PROBLEM DESCRIPTION —
Copy the material below line for line, leaving out the pictures.

==== LISTED RECORDS

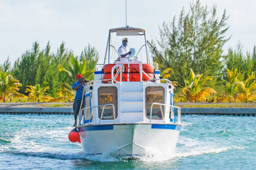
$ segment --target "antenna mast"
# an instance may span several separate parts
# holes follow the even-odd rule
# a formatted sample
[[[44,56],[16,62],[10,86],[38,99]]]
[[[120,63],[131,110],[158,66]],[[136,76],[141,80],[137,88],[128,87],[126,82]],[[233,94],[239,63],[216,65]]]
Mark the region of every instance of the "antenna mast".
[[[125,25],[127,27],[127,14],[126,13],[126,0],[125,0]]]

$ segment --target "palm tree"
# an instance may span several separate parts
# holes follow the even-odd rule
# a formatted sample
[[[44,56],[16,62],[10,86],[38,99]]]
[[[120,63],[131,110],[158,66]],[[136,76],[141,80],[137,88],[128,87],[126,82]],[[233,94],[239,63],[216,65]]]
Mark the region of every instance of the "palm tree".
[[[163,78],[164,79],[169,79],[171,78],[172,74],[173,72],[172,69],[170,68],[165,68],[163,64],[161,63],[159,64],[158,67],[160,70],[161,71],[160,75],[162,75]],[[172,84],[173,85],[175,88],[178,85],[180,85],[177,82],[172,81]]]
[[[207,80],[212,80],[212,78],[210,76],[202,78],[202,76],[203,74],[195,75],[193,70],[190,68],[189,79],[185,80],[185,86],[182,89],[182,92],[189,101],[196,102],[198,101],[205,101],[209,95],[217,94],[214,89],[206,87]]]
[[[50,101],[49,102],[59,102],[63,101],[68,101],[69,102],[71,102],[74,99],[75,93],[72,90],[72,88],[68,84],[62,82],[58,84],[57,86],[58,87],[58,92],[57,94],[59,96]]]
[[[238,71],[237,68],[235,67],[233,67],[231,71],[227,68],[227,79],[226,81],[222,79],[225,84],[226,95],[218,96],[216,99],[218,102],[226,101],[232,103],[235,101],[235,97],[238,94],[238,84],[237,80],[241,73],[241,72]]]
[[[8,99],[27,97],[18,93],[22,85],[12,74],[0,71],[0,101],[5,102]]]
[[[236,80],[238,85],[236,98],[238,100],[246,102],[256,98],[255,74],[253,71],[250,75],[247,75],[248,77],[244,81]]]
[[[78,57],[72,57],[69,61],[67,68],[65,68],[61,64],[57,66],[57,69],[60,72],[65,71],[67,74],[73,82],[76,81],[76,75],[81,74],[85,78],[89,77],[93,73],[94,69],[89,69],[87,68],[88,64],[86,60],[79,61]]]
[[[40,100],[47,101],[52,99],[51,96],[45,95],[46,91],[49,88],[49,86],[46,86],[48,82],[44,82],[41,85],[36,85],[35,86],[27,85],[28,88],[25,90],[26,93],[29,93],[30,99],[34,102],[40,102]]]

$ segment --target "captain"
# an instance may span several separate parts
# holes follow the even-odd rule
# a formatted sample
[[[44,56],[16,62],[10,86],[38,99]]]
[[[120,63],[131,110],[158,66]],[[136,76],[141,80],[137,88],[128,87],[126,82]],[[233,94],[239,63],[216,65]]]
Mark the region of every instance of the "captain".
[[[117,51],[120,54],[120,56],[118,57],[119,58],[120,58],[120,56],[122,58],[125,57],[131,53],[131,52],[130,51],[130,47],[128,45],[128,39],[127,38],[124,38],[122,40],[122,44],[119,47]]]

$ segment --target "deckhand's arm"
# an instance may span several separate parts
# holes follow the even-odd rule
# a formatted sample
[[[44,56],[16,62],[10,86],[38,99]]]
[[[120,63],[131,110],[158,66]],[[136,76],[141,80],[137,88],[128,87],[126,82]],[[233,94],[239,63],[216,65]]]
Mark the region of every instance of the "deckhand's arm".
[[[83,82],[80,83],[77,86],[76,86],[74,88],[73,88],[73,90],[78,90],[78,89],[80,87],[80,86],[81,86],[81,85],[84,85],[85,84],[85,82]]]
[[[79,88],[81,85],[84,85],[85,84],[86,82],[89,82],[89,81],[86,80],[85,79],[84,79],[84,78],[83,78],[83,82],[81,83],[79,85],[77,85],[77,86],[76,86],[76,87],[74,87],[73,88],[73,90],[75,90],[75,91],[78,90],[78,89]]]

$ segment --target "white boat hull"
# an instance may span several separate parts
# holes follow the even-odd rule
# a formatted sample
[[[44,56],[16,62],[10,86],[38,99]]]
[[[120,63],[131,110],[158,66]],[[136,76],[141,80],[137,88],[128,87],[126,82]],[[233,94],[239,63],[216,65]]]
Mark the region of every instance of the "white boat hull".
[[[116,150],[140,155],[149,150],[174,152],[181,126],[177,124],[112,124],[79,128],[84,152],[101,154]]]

========

COMPLETED EXERCISE —
$ segment --target "antenna mast"
# an instance may span several separate parts
# holes follow the even-odd rule
# a formatted sample
[[[44,56],[16,62],[10,86],[38,99]]]
[[[120,63],[131,110],[158,66]],[[136,76],[141,80],[137,88],[128,87],[126,82]],[[233,94],[239,63],[216,65]]]
Mark the region of every instance of the "antenna mast".
[[[125,25],[127,27],[127,14],[126,13],[126,0],[125,0]]]

$ segment --target "palm tree"
# an instance may span several separate parts
# holes follow the even-odd rule
# a formatted sample
[[[44,56],[16,62],[10,86],[38,99]]]
[[[120,63],[131,110],[158,66]],[[136,76],[141,80],[137,88],[128,87],[126,82]],[[233,94],[239,63],[216,65]]]
Mark the region of every instance of the "palm tree".
[[[163,78],[164,79],[169,79],[171,78],[172,74],[173,72],[172,69],[170,68],[165,68],[163,64],[161,63],[159,64],[158,67],[160,70],[161,71],[160,75],[162,75]],[[172,84],[173,85],[175,88],[178,85],[180,85],[177,82],[172,81]]]
[[[207,80],[212,80],[212,78],[210,76],[202,78],[202,76],[203,74],[195,75],[193,70],[190,68],[189,79],[185,80],[185,86],[182,89],[182,92],[189,101],[196,102],[198,101],[205,101],[209,95],[217,94],[214,89],[206,87]]]
[[[50,101],[49,102],[59,102],[63,101],[68,101],[69,102],[71,102],[74,99],[75,93],[72,90],[72,88],[68,84],[62,82],[58,84],[57,86],[58,87],[58,92],[57,94],[59,96]]]
[[[238,71],[237,68],[235,67],[233,67],[231,71],[227,68],[227,79],[226,81],[222,79],[225,84],[226,95],[218,96],[216,99],[218,102],[226,101],[232,103],[235,101],[235,97],[238,94],[238,84],[237,80],[241,73],[241,72]]]
[[[8,99],[27,97],[18,93],[22,85],[12,74],[0,71],[0,101],[5,102]]]
[[[236,80],[238,85],[236,98],[238,100],[246,102],[256,98],[255,74],[253,71],[250,75],[247,75],[248,77],[244,81]]]
[[[78,57],[72,57],[69,61],[67,68],[65,68],[61,64],[57,66],[57,69],[60,72],[65,71],[67,74],[73,82],[76,81],[76,75],[81,74],[85,78],[89,77],[93,73],[94,69],[89,69],[87,68],[88,64],[86,60],[79,61]]]
[[[40,100],[47,101],[52,99],[51,96],[45,95],[46,91],[49,88],[49,86],[46,86],[48,82],[44,82],[41,85],[36,85],[35,86],[27,85],[28,88],[25,90],[26,93],[29,93],[30,99],[34,102],[40,102]]]

$ segment --target "captain"
# an instance may span several separate parts
# holes follow the even-odd rule
# a formatted sample
[[[44,56],[16,62],[10,86],[38,99]]]
[[[120,63],[131,110],[158,66]],[[136,76],[141,80],[137,88],[128,87],[126,82]],[[233,94],[239,63],[216,65]]]
Mark the region of every instance of the "captain".
[[[117,51],[120,54],[120,56],[118,57],[119,58],[120,58],[120,56],[122,58],[125,57],[131,53],[131,52],[130,51],[130,47],[128,45],[128,39],[127,38],[124,38],[122,40],[122,44],[119,47]]]

$ segment --target "deckhand's arm"
# an instance may span several separate parts
# holes follow the even-odd rule
# a formatted sample
[[[44,56],[16,62],[10,86],[38,99]]]
[[[120,63],[131,110],[158,66]],[[136,76],[141,80],[137,88],[128,87],[126,82]],[[233,94],[239,63],[216,65]]]
Mark the region of every instance of the "deckhand's arm".
[[[83,82],[80,83],[77,86],[76,86],[74,88],[73,88],[73,90],[78,90],[78,89],[80,87],[80,86],[81,86],[81,85],[84,85],[85,84],[85,82]]]
[[[79,88],[81,85],[84,85],[85,84],[86,82],[89,82],[89,81],[86,80],[85,79],[84,79],[84,78],[83,78],[83,82],[81,83],[79,85],[77,85],[77,86],[76,86],[76,87],[74,87],[73,88],[73,90],[75,90],[75,91],[78,90],[78,89]]]

$ segment --target "white boat hull"
# an instance may span several separate parts
# holes follow the even-odd rule
# a formatted sample
[[[44,56],[16,62],[10,86],[38,99]]]
[[[120,63],[131,110],[158,66]],[[136,76],[141,80],[137,88],[128,87],[126,82]],[[233,94],[239,63],[216,65]]]
Mark the region of every instance of the "white boat hull".
[[[116,150],[140,155],[149,150],[174,152],[181,126],[177,124],[112,124],[79,128],[84,152],[101,154]]]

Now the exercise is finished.